Object detection data:
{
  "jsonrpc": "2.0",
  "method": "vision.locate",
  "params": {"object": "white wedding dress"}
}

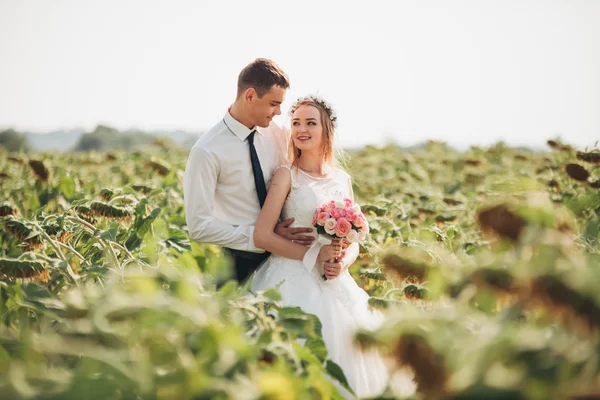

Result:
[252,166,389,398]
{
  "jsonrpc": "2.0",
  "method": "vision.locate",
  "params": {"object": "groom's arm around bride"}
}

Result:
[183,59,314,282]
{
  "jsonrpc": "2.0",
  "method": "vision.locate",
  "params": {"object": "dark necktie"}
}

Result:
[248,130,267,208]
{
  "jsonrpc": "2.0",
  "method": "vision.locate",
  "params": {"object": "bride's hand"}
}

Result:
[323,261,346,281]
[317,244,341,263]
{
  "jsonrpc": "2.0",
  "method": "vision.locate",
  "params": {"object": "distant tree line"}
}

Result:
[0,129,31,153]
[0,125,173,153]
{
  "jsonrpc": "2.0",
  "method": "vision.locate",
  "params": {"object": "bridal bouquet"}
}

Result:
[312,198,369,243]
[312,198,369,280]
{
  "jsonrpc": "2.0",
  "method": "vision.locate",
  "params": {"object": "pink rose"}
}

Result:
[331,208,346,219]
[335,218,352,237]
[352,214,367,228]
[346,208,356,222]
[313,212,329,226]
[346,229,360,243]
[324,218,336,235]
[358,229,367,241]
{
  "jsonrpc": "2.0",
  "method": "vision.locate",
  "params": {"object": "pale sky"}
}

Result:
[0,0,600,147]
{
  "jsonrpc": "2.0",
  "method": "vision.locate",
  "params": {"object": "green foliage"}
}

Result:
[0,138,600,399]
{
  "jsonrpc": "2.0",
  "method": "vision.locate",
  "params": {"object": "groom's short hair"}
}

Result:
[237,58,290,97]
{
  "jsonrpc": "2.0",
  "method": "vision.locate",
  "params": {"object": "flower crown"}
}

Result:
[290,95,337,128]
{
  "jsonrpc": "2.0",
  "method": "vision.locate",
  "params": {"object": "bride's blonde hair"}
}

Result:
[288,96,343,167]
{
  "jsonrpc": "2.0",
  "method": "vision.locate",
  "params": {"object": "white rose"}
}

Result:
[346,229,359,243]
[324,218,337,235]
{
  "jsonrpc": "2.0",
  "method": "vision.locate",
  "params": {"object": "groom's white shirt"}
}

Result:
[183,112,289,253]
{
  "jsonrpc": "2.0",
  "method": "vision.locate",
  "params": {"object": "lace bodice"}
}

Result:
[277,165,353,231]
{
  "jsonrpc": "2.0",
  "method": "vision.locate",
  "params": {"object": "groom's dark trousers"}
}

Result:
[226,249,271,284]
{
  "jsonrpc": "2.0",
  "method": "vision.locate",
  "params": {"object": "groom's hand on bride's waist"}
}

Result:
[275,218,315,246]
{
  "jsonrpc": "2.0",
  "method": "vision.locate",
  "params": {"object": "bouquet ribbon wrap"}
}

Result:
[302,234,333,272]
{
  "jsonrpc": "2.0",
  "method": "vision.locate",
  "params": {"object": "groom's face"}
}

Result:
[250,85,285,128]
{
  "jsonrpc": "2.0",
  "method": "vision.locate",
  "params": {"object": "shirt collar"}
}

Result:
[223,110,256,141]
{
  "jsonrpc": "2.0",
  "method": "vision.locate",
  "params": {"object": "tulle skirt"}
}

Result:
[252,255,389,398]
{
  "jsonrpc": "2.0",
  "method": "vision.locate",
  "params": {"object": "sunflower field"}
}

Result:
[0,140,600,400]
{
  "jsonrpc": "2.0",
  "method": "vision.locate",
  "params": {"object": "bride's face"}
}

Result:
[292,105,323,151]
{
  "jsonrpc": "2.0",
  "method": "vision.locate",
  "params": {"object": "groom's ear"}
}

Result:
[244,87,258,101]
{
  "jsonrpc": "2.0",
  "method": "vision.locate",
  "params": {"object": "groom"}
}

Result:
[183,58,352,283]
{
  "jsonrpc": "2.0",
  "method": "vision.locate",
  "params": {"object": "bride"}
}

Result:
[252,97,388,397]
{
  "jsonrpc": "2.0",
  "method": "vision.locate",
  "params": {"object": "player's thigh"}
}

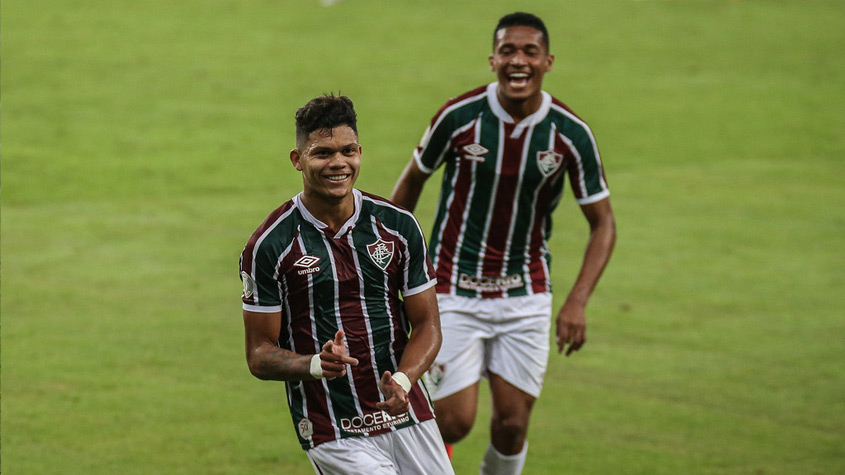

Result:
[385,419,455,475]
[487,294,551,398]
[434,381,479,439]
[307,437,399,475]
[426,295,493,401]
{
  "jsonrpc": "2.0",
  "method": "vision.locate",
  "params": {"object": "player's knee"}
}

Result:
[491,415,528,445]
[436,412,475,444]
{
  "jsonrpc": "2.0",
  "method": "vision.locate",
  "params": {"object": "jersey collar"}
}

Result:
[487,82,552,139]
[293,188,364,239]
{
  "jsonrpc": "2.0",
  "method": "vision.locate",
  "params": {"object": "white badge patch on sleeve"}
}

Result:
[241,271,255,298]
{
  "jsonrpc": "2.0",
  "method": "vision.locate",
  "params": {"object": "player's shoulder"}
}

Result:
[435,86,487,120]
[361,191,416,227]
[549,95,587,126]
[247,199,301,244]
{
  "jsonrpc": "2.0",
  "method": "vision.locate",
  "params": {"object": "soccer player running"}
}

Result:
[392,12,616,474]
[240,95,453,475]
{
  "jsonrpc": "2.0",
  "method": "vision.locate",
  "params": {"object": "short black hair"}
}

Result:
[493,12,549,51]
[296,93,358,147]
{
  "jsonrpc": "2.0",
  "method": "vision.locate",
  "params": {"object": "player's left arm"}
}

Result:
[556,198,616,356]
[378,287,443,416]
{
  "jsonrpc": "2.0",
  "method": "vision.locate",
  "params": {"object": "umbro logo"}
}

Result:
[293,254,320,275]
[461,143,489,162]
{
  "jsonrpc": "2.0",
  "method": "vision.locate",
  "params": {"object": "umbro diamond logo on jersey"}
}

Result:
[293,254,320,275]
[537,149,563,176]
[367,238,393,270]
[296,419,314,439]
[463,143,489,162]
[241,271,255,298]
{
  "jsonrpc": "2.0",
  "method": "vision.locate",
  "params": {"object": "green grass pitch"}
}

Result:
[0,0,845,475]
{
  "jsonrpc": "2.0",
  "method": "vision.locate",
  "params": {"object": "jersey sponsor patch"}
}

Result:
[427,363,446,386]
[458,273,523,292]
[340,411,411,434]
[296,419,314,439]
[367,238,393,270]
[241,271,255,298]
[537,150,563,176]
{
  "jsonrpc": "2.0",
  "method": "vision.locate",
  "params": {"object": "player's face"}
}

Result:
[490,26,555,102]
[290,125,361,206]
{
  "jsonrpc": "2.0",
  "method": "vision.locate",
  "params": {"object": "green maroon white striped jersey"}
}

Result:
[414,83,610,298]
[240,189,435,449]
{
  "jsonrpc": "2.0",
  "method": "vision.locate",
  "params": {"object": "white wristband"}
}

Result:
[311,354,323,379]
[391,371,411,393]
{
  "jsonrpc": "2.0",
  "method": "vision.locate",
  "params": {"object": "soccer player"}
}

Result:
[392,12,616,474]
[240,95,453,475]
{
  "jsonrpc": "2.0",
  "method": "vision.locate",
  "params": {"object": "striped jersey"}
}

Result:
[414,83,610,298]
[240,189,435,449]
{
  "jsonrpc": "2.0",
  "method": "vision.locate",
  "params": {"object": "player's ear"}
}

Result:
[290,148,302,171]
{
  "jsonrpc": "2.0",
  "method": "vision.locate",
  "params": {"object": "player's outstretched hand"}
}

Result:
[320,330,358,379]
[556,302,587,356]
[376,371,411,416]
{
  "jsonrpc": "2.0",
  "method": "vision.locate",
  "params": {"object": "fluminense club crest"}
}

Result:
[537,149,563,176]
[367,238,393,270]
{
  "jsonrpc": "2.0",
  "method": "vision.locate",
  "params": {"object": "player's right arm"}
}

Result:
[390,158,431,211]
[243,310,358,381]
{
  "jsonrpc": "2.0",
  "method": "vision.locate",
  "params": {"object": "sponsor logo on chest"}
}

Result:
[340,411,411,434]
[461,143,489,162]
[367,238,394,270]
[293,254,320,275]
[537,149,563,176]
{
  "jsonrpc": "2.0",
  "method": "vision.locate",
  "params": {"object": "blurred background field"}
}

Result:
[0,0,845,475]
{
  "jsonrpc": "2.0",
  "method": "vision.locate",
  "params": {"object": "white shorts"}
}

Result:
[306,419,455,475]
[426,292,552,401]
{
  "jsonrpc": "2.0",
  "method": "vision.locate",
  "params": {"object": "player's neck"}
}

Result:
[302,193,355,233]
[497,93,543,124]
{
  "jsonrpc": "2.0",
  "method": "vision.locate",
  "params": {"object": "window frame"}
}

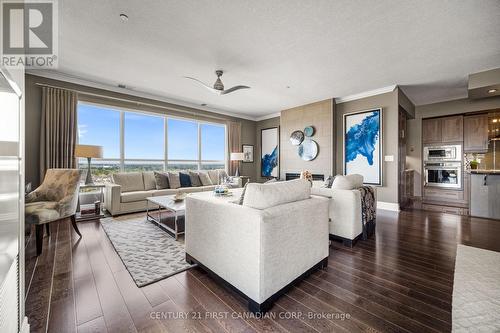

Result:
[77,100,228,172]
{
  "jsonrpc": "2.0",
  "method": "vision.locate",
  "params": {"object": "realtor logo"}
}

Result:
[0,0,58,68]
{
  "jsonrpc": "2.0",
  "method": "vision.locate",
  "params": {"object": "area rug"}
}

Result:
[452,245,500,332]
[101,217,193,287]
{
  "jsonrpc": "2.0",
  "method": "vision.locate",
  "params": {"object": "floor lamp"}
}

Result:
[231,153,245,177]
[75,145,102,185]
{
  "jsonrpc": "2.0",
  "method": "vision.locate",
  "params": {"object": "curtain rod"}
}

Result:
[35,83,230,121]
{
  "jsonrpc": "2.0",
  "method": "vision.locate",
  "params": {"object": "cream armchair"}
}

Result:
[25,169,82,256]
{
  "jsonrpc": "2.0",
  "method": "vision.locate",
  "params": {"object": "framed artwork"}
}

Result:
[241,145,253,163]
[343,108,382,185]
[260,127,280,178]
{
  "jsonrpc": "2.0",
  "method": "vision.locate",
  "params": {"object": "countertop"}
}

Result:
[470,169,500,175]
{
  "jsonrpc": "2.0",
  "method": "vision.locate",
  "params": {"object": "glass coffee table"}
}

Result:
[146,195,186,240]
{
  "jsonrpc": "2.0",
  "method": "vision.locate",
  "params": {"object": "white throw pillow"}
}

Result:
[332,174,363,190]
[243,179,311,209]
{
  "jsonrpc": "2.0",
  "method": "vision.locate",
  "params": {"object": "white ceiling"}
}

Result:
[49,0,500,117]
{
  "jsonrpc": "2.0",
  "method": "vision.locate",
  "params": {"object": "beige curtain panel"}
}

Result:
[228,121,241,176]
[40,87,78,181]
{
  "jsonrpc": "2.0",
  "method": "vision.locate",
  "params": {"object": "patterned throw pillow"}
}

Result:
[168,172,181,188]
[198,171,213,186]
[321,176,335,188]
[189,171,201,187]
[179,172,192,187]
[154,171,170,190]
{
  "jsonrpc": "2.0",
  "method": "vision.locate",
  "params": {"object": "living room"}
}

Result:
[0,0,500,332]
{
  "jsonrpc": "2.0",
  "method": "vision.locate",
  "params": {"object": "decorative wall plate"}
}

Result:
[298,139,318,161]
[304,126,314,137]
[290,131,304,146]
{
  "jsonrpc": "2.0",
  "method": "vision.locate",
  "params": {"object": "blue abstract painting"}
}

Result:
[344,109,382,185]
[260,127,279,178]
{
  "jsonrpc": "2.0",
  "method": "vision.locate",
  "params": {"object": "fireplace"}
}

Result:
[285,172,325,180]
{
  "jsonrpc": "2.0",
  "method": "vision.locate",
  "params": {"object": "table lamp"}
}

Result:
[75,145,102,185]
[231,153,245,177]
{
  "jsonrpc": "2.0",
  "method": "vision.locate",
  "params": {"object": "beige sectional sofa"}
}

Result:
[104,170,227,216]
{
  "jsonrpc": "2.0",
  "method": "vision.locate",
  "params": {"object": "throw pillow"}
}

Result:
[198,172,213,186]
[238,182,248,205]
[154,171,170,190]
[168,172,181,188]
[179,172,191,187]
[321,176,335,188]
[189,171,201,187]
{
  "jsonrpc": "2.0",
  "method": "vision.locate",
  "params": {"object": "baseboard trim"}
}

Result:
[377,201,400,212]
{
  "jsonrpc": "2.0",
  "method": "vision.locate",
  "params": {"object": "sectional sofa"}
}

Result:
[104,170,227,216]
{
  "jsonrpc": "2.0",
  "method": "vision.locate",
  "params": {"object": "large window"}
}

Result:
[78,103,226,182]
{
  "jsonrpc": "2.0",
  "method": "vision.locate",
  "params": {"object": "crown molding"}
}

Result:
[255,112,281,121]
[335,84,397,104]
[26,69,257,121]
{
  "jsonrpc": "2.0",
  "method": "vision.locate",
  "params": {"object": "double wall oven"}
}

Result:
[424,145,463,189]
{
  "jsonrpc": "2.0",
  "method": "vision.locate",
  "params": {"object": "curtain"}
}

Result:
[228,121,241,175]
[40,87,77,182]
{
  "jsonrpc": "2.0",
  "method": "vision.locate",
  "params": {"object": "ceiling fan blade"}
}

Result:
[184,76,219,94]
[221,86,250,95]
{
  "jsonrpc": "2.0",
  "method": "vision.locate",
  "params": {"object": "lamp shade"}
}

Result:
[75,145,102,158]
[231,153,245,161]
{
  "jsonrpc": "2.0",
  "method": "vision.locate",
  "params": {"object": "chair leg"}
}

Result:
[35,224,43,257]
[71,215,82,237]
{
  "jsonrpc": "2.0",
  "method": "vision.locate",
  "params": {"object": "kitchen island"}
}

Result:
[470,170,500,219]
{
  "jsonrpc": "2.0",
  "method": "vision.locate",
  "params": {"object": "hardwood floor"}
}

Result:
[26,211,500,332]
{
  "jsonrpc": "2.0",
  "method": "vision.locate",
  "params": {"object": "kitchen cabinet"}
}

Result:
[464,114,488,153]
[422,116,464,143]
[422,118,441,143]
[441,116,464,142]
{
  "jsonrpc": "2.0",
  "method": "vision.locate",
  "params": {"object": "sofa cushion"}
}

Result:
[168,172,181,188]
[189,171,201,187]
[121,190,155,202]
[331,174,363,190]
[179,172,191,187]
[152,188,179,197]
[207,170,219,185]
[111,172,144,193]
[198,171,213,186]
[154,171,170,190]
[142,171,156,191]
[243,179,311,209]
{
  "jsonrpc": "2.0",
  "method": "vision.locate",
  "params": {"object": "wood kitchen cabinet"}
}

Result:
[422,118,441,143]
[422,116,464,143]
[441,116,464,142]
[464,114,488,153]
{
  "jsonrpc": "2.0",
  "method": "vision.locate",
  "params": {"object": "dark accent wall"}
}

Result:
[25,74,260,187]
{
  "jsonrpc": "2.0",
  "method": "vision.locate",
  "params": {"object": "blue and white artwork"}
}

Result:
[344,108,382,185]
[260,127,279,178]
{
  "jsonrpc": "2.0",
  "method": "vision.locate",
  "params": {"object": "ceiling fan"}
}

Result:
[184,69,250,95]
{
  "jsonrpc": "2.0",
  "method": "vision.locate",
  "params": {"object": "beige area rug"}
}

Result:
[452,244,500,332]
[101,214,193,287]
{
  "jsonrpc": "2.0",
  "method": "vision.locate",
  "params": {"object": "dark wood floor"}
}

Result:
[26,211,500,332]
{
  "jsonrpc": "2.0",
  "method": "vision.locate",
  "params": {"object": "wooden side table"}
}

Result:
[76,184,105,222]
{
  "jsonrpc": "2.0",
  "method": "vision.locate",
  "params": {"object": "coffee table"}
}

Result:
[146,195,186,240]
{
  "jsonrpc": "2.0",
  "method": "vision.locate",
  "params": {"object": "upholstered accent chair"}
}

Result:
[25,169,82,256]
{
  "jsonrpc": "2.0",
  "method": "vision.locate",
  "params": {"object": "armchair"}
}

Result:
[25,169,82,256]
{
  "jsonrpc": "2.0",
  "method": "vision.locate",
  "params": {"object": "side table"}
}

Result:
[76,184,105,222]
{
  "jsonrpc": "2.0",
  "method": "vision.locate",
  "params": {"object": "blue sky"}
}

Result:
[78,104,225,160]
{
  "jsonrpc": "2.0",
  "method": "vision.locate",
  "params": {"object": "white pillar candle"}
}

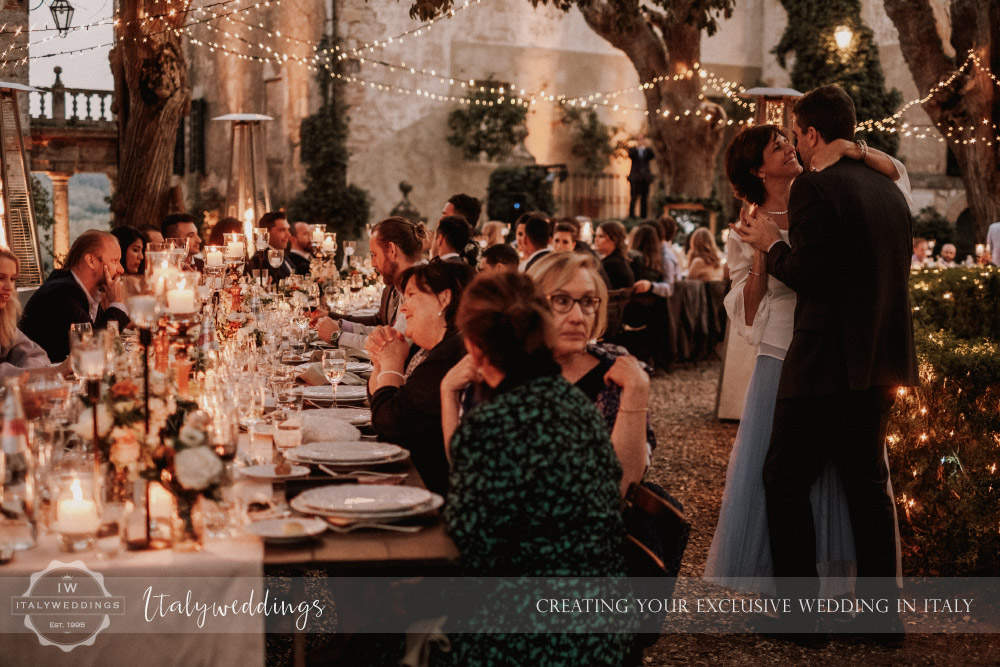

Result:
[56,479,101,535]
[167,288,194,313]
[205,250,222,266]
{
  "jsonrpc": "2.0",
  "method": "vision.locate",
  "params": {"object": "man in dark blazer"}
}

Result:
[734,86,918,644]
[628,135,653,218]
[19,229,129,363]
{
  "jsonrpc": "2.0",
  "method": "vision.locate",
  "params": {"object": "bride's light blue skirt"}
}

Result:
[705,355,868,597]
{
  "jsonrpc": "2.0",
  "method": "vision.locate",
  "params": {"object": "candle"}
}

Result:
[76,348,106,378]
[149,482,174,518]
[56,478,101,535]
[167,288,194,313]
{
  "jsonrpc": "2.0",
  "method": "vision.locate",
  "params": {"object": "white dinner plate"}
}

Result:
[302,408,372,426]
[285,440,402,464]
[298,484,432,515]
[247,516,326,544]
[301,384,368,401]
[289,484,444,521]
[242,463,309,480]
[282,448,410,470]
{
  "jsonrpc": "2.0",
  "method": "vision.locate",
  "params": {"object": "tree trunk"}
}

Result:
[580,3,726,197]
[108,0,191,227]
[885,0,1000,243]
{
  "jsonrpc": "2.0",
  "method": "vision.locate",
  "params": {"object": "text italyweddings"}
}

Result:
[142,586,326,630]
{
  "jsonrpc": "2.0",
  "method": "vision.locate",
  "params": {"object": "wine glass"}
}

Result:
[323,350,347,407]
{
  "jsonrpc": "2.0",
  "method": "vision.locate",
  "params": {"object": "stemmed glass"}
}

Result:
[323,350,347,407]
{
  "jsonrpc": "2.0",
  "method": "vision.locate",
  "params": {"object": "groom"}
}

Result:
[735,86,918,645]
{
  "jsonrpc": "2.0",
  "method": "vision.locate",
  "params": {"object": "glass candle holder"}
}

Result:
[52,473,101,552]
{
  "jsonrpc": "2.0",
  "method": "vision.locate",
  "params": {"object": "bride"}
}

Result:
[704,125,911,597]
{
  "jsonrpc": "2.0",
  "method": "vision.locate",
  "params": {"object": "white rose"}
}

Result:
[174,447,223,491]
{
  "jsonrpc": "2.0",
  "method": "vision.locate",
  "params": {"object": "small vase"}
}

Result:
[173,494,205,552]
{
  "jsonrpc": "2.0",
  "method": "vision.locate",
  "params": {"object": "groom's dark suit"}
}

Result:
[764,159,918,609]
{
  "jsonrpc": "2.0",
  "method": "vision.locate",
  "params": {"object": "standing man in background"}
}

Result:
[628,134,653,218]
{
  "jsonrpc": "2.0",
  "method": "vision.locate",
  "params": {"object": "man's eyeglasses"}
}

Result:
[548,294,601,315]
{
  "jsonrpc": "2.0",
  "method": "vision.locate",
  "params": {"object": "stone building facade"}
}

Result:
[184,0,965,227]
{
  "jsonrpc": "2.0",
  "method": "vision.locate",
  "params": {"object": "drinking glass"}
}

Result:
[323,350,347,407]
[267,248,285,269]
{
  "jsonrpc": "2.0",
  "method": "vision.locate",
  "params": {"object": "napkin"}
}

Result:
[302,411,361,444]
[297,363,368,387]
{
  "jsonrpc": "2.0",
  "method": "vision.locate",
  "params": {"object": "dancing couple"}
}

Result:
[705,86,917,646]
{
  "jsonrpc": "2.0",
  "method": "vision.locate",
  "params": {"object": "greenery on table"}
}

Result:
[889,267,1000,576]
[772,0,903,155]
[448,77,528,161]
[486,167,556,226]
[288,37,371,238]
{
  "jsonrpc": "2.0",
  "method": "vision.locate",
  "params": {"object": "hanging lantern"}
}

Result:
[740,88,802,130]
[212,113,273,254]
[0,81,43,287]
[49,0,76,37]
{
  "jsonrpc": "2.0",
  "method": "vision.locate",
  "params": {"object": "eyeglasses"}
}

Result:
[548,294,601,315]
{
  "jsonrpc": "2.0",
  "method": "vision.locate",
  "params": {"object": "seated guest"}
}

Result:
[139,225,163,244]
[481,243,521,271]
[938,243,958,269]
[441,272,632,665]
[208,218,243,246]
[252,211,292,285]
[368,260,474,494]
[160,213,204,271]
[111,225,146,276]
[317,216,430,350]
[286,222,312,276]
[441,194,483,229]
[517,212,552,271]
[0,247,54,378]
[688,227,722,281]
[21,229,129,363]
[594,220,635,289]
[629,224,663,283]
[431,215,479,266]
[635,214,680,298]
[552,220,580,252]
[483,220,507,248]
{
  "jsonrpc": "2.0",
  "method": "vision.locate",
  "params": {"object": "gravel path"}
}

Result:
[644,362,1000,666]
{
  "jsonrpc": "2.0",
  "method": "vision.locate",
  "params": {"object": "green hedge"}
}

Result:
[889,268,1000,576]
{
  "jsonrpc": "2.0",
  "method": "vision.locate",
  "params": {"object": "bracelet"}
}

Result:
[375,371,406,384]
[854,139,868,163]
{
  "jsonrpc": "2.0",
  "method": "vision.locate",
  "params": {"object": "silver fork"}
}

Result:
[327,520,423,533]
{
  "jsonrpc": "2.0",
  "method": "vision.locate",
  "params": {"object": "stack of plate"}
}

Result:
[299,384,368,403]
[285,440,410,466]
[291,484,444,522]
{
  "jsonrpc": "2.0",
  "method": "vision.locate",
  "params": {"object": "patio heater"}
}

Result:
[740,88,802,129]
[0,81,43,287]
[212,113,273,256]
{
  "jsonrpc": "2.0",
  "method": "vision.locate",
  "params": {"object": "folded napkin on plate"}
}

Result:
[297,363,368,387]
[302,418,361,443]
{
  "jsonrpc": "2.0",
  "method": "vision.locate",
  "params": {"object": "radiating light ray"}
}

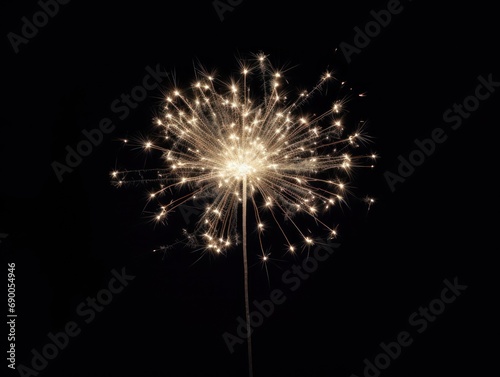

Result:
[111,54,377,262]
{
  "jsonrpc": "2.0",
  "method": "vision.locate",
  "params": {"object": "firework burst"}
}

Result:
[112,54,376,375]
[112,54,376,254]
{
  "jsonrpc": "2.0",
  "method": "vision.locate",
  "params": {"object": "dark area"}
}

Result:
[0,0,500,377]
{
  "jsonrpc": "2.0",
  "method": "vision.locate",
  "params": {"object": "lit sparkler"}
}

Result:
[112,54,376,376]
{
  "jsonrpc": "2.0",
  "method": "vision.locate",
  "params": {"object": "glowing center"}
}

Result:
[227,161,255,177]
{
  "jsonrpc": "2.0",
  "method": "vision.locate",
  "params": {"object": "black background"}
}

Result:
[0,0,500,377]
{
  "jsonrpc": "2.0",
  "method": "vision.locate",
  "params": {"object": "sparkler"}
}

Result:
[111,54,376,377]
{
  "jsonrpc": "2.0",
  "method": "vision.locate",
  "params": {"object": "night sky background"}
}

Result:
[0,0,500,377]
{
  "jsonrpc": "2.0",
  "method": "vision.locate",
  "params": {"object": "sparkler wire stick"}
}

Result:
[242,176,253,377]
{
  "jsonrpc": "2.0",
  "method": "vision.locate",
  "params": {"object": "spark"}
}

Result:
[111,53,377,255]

TASK GOAL:
Scale the records from their start through the line containing "[317,244,341,263]", inclusive, by multiplying every bounding-box coordinate in the answers by 1.25 and rounding to whole numbers, with halves rounded up. Reproduce all of those lines with the requests unchanged, and leave out the pictures.

OUTPUT BELOW:
{
  "jsonrpc": "2.0",
  "method": "vision.locate",
  "params": {"object": "white wedding dress"}
}


Result:
[315,208,486,498]
{
  "jsonrpc": "2.0",
  "method": "vision.locate",
  "params": {"object": "groom's arm around bride"}
}

Result:
[229,74,393,353]
{
  "jsonrpc": "2.0",
  "method": "vision.locate",
  "params": {"object": "dark necktie"}
}

Result:
[310,163,334,260]
{
  "jsonrpc": "2.0",
  "method": "vision.locate",
  "params": {"object": "bride's hand"}
}

Result:
[404,326,433,351]
[396,305,426,329]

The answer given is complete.